Las encuestas anuncian que ni los conservadores de David Cameron ni los laboristas de Ed Miliband lograrán una mayoría absoluta, y que es probable que ni sumando el apoyo de los liberal-demócratas de Nick Clegg lo consigan. Los otros dos pactos posibles (los conservadores con el euroescéptico UKIP y los laboristas con los nacionalistas escoceses) serían enormemente arriesgados tanto para Cameron como para Miliband porque supondrían un espaldarazo a los partidos que más votantes les quitan.
Y sin embargo, aquí no encontramos una actitud agónica por parte de los ciudadanos ante el fin del bipartidismo (ya sea a favor o en contra), ni una gran consternación por el futuro del país, ni mucho menos un coro de tragedia griega que entone lo del "fin del Régimen". Más bien, la actitud de los británicos a lo largo de esta campaña ha sido de hastío, de fastidio, hasta de aburrimiento.
Algunos verán en esto una confirmación de la imagen de los británicos como un pueblo adusto y flemático. Pero es más probable que la relativa calma se deba a una combinación de los siguientes factores: una tasa de desempleo quince puntos por debajo de la española; una de las parejas presidente-líder de la oposición más anodinas que se recuerdan (ya está tardando en aparecer un meme del Mayweather-Pacquiao con las caras superpuestas de Cameron y Miliband); y una campaña electoral sumamente predecible en la que los partidos han arriesgado bien poco, conscientes de que en estos tiempos de Twitter y Youtube un desliz, ya sea on-the-record u off-the-record-pero-algún-cabrito-lo-estaba-grabando-con-el-móvil, resta más votos que una propuesta desastrosa.

Lo que harás:
1: Según el fragmento sobre la campaña electoral británica, ¿qué actitud han mostrado los británicos a lo largo de la campaña?
2: Continúa el fragmento sobre la campaña electoral británica a partir de su última oración.

Extracto de datos:
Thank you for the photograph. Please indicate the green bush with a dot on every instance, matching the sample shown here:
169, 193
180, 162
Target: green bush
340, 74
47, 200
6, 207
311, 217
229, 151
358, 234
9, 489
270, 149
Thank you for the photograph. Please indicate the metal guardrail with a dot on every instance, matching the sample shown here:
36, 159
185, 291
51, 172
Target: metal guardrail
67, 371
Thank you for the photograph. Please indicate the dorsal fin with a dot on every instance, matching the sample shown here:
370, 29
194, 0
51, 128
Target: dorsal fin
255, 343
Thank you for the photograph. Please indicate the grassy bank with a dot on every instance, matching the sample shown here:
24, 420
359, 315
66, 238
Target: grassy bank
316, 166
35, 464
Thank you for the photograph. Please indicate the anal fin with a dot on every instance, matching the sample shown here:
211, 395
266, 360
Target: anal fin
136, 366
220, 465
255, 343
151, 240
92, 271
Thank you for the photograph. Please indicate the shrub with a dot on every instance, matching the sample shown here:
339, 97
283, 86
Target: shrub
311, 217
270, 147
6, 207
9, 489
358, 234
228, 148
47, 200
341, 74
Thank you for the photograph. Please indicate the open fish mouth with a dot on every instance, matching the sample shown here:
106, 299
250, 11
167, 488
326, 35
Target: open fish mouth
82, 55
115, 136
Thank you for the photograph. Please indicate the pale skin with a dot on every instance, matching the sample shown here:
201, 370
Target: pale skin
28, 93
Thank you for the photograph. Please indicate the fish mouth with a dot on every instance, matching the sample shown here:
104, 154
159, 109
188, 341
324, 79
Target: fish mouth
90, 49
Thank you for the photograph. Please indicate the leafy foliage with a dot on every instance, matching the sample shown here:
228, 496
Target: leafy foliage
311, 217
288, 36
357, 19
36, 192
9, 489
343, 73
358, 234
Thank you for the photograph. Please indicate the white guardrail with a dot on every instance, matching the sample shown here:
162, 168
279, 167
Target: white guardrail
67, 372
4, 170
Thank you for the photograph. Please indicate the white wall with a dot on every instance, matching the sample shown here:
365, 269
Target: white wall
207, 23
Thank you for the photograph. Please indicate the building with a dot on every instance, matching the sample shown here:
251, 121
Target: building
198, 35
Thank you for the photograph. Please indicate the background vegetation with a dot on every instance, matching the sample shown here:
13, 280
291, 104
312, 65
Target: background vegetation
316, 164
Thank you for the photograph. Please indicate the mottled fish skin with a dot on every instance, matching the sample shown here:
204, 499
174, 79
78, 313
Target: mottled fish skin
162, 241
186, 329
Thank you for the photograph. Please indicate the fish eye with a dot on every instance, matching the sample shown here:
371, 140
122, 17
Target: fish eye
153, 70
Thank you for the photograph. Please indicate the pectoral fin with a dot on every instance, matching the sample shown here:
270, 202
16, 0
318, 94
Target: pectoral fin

Las respuestas:
1: Una actitud de hastío, de fastidio, hasta de aburrimiento.

2:
Y aun así la apatía generalizada sorprende porque, aparte del consabido "fin del bipartidismo", hay mucho en juego en estas elecciones. En primer lugar, el cómo y el cuándo de la lucha contra el déficit que empezó hace cinco años con la elección de Cameron y que se resume, aquí como en el resto de Europa, con la etiqueta de austeridad. Los conservadores sacan pecho por haber reducido el desempleo y el gasto público; los demás partidos les acusan de haberlo hecho a costa de desmantelar el sistema público, de crear trabajos basura, de aumentar la desigualdad. No es menos familiar o predecible el mensaje de los dos grandes partidos: los conservadores avisan de que un gobierno laborista desharía el virtuoso camino que se ha andado a lo largo de esta legislatura, mientras que los laboristas avisan de que un nuevo gobierno conservador vendería el Estado al mejor postor y devolvería a los británicos al Wigan Pier de Orwell.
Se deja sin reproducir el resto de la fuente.